* [CONSIGNE DE L'EXERCICE]:
Reproduisez tous les enregistrements en substituant « object detector » à « bounding-box detector », sans rien modifier d'autre, et laissez les images hors de votre réponse, s'il vous plaît.

* [DOCUMENTS FOURNIS]:
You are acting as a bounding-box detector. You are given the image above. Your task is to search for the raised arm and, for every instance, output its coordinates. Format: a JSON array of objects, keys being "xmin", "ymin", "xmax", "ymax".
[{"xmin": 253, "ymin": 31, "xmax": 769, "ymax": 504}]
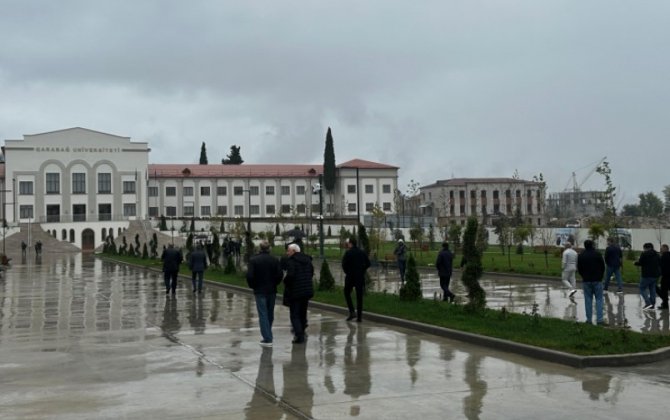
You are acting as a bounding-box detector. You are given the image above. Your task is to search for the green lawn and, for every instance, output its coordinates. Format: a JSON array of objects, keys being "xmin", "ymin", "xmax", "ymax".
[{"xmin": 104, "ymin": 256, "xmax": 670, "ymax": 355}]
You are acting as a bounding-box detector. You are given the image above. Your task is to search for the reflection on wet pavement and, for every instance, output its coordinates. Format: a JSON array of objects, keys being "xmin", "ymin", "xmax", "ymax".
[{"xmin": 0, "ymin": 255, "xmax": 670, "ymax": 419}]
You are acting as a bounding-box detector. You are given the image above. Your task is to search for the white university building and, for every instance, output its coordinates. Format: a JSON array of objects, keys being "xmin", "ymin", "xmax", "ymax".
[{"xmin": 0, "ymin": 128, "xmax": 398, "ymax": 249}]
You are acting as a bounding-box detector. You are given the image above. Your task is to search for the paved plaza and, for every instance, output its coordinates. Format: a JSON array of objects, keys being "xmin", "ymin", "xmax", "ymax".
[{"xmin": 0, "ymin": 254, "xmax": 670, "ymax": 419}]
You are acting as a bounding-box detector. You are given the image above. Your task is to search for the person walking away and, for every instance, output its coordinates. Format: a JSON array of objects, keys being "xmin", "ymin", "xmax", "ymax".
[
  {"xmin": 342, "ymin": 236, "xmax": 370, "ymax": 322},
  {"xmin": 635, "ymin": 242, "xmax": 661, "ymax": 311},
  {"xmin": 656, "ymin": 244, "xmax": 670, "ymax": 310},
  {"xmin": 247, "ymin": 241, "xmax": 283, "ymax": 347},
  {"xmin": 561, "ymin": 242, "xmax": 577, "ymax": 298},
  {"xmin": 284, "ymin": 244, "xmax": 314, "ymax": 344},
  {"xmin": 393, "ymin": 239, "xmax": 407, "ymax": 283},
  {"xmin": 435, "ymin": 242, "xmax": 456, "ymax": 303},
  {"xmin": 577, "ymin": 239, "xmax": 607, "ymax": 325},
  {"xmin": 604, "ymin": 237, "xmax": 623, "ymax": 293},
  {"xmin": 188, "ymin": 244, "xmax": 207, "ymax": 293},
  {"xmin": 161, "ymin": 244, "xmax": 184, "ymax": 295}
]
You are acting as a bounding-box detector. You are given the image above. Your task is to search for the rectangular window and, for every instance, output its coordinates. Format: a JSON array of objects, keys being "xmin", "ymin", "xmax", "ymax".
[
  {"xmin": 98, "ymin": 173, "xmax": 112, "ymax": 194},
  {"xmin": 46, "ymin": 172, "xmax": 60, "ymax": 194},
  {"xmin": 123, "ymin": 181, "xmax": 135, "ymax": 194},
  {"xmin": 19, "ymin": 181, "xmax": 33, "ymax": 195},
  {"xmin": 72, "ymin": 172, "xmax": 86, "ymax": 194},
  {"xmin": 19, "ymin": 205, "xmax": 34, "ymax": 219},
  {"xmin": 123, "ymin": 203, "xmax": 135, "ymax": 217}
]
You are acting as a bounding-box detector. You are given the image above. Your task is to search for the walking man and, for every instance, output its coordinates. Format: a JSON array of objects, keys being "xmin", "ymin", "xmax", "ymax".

* [TÂCHE RÉALISÉE]:
You are acting as a object detector. You are given the image above. Your task is to search for the raised arm and, for every instance, output its coordinates. Format: a JSON array of objects, keys being "xmin", "ymin", "xmax", "ymax".
[{"xmin": 253, "ymin": 31, "xmax": 769, "ymax": 504}]
You are acting as a object detector. You are given the image above. Your task is to search for the green lawn and, for every instance, output its coordinates. Format: a JSON array of objects, keys being "xmin", "ymin", "xmax", "ymax".
[{"xmin": 104, "ymin": 256, "xmax": 670, "ymax": 355}]
You are acting as a object detector. You are given the image above. Your task is to search for the reflection on wet pavement and, for every instance, output its coordinates. Format: a JSON array of objects, keys being "xmin", "ymin", "xmax", "ymax".
[{"xmin": 0, "ymin": 255, "xmax": 670, "ymax": 419}]
You are acting as a object detector. You are given the image above. Your task is to search for the white university building and, for every instance, output its coordinates. Format: a JSON array of objects, keys being "xmin", "ymin", "xmax", "ymax".
[{"xmin": 0, "ymin": 128, "xmax": 398, "ymax": 249}]
You are acting as a object detector. You are given the image above. Your task is to search for the paved plaza and, for every instance, output its coordinates. Format: a JSON array of objects, keys being "xmin", "ymin", "xmax", "ymax".
[{"xmin": 0, "ymin": 254, "xmax": 670, "ymax": 419}]
You are acting as a object detector. You are given the image above. Your task is to search for the person walking away and, for every instance, output its coordinates. Format: a JSON array of objects, keys being "xmin", "ymin", "xmax", "ymax".
[
  {"xmin": 342, "ymin": 236, "xmax": 370, "ymax": 322},
  {"xmin": 635, "ymin": 242, "xmax": 661, "ymax": 311},
  {"xmin": 656, "ymin": 244, "xmax": 670, "ymax": 310},
  {"xmin": 247, "ymin": 241, "xmax": 283, "ymax": 347},
  {"xmin": 561, "ymin": 242, "xmax": 577, "ymax": 298},
  {"xmin": 284, "ymin": 244, "xmax": 314, "ymax": 344},
  {"xmin": 393, "ymin": 239, "xmax": 407, "ymax": 283},
  {"xmin": 435, "ymin": 242, "xmax": 456, "ymax": 303},
  {"xmin": 577, "ymin": 239, "xmax": 607, "ymax": 325},
  {"xmin": 604, "ymin": 237, "xmax": 623, "ymax": 293},
  {"xmin": 188, "ymin": 244, "xmax": 207, "ymax": 293},
  {"xmin": 161, "ymin": 244, "xmax": 184, "ymax": 295}
]
You are acting as a object detector. You are given the image above. Your task is to search for the rectangular window and, for every instance, output its coordinates. Format: a JSON array of objects, keys being "xmin", "ymin", "xmax", "ymax".
[
  {"xmin": 98, "ymin": 173, "xmax": 112, "ymax": 194},
  {"xmin": 46, "ymin": 172, "xmax": 60, "ymax": 194},
  {"xmin": 123, "ymin": 181, "xmax": 135, "ymax": 194},
  {"xmin": 19, "ymin": 181, "xmax": 33, "ymax": 195},
  {"xmin": 72, "ymin": 172, "xmax": 86, "ymax": 194},
  {"xmin": 19, "ymin": 205, "xmax": 34, "ymax": 219},
  {"xmin": 123, "ymin": 203, "xmax": 135, "ymax": 217}
]
You are acting as a object detector. You are given the image above. Your task is to search for the walking man and, for every instance, output its coordinates. Format: a JSON array of objects, keys being "xmin", "ymin", "xmax", "ymax".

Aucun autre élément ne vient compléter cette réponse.